Vorliegender Text
Warum protestieren?

Kommentar Vor neuen Kriegen gegen die "Achse des Bösen"

Gut, dass ein Ereignis wie die Münchener "Sicherheitskonferenz", auf der US-amerikanische Regierungsvertreter eine höchst unsichere Welt vorbereiteten, nämlich ihren Krieg gegen die "Achse des Bösen", wenigstens noch von Protestdemonstrationen begleitet war. Es ist daran nichts zu bedenken als allenfalls die Frage, warum es nicht viel mehr Demonstranten gibt und auch sonst mehr gesellschaftlichen Protest. Dann hätte auch ein Verbot der Münchener Demonstration gar nicht erst versucht werden können. Die Antwort ist auch im Diskurs des Protestes zu suchen. Es gibt Beispiele hervorragender Demonstrationszeiten, aus denen man lernen kann, wie es gemacht wird, zum Beispiel 1968 oder 1981. Die vorbereitende und begleitende gesellschaftliche Debatte spielte immer eine zentrale Rolle. 1981 zum Beispiel wurden viele erst durch die Debatte darüber aufgeklärt, dass die Raketen-"Nachrüstung" des Westens gegen eine "Aufrüstung" des Ostens, die ihrerseits als "Nachrüstung" gerechtfertigt worden war, auf endlose Rüstungsspiralen und damit auf das Gegenteil des angeblich friedenssichernden militärischen "Gleichgewichts" hinauslief, das verantwortungslose Staatsmänner damals versprachen.

Dateneinträge

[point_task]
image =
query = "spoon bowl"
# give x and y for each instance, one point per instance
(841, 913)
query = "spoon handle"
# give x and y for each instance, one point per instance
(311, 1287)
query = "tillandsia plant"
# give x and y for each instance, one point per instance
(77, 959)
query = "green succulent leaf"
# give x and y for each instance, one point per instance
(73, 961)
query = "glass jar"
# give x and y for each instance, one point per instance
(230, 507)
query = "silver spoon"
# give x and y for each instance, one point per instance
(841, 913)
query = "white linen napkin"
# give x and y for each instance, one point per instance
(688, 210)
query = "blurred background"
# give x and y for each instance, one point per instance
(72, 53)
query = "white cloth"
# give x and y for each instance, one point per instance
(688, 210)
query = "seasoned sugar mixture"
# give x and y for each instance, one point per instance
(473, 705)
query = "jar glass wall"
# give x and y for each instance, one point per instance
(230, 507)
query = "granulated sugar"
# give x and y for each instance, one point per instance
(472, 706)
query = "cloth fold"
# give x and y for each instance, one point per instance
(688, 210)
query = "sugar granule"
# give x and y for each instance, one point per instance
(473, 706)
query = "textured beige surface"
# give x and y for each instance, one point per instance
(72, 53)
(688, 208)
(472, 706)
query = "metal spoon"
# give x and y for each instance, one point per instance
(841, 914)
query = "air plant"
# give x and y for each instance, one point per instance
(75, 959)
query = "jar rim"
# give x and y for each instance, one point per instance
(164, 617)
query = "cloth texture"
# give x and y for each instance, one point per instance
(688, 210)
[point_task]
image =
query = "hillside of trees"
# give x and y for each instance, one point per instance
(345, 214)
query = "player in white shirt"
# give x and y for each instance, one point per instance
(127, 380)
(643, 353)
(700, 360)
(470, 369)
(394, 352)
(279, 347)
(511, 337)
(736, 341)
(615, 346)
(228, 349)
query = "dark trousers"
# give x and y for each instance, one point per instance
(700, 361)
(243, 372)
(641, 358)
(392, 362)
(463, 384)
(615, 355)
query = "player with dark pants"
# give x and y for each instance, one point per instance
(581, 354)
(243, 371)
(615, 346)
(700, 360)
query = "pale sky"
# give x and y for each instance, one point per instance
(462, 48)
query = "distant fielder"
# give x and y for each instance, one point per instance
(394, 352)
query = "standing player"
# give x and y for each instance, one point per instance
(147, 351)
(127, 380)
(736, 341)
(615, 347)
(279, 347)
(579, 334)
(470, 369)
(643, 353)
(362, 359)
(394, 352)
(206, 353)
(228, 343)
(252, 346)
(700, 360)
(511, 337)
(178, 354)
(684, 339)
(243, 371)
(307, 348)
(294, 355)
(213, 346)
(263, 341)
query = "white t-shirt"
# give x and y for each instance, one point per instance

Aufgabe
Welche beiden Jahre führt der Kommentar als Beispiele hervorragender Demonstrationszeiten an? Die Einträge werden für die Bearbeitung nicht gebraucht.

Lösung
Die Jahre 1968 und 1981.